# [TO DO]
Please copy all of the lines below, substituting "single dot" for "single point" and leaving everything else as it is.
•••
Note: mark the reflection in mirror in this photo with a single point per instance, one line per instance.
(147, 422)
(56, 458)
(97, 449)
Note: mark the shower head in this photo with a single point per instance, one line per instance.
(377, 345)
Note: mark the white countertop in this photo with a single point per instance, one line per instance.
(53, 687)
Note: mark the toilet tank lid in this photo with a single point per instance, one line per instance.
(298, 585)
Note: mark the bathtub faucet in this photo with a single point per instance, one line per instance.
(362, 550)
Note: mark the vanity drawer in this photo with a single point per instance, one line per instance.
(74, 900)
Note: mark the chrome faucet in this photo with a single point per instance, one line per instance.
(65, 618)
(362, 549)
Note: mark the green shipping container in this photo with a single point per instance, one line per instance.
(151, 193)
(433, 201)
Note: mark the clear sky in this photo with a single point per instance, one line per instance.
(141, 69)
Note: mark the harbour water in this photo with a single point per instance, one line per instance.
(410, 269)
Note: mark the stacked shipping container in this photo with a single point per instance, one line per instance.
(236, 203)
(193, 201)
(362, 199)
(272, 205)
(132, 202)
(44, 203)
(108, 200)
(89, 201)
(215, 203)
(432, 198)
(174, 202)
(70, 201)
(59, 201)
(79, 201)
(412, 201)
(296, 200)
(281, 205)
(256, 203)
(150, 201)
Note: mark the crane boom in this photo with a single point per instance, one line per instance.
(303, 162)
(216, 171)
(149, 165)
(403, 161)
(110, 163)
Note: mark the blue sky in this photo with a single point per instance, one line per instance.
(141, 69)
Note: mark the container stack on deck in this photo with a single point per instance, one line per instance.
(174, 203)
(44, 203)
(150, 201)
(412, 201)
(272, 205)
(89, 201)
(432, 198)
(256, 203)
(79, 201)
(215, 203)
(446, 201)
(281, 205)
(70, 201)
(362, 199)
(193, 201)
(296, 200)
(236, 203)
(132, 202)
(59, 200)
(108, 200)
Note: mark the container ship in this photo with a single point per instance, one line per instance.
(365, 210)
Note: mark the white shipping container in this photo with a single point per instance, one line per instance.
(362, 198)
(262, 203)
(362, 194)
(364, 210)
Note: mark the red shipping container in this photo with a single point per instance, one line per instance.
•••
# [EXERCISE SOLUTION]
Note: mark the reflection in mirror in this photo with a single dot per instance, one line per instance.
(147, 422)
(56, 458)
(97, 449)
Note: mark the shower head in this photo with a single dot per instance, one line per instance.
(377, 345)
Note: mark the white countertop in this photo with a single dot per instance, one line per instance.
(53, 687)
Note: mark the toilet tank lid in this photo with a single dot per instance, one line per instance.
(298, 585)
Note: mark the bathtub faucet in this photo with a single dot per instance, one line per instance.
(362, 550)
Note: mark the vanity drawer in this photo with a single dot per instance, one line per instance.
(74, 900)
Note: mark the chrome faucet in this photo with a single dot per instance, one line per instance.
(65, 618)
(362, 549)
Note: mark the green shipping container in this photo with a single dot per instance, one line per instance.
(151, 193)
(433, 201)
Note: mark the clear sky in this photo with a single dot per instance, one line per instance.
(141, 69)
Note: mark the harbour water in this photo with a single dot per instance, one line per instance.
(410, 269)
Note: mark the stacked shipping container in this photo with a single dot per instance, one line per instance.
(236, 203)
(193, 201)
(362, 199)
(272, 205)
(132, 202)
(44, 203)
(108, 200)
(89, 201)
(215, 203)
(432, 198)
(174, 202)
(70, 201)
(59, 201)
(79, 201)
(412, 201)
(296, 200)
(281, 205)
(256, 203)
(150, 201)
Note: mark the crane boom in this photo with a single dot per instance, one line per instance.
(303, 162)
(216, 171)
(149, 165)
(403, 161)
(110, 163)
Note: mark the blue sky in this photo with a single dot per instance, one line per instance.
(141, 69)
Note: mark the container stack on deck in this photo with a single dot per instance, one line per instance.
(174, 203)
(44, 203)
(150, 201)
(412, 201)
(272, 205)
(89, 201)
(432, 198)
(256, 203)
(79, 201)
(215, 203)
(446, 201)
(281, 205)
(70, 201)
(362, 199)
(193, 201)
(296, 200)
(236, 203)
(132, 202)
(59, 200)
(108, 200)
Note: mark the container ship in this photo with a single dot per instance, one line per instance.
(365, 210)
Note: mark the white shipping container in this photo with a single dot per instance, one line per instance.
(362, 198)
(262, 203)
(362, 194)
(364, 210)
Note: mark the red shipping container in this photo with a single dot per instance, one line per instance.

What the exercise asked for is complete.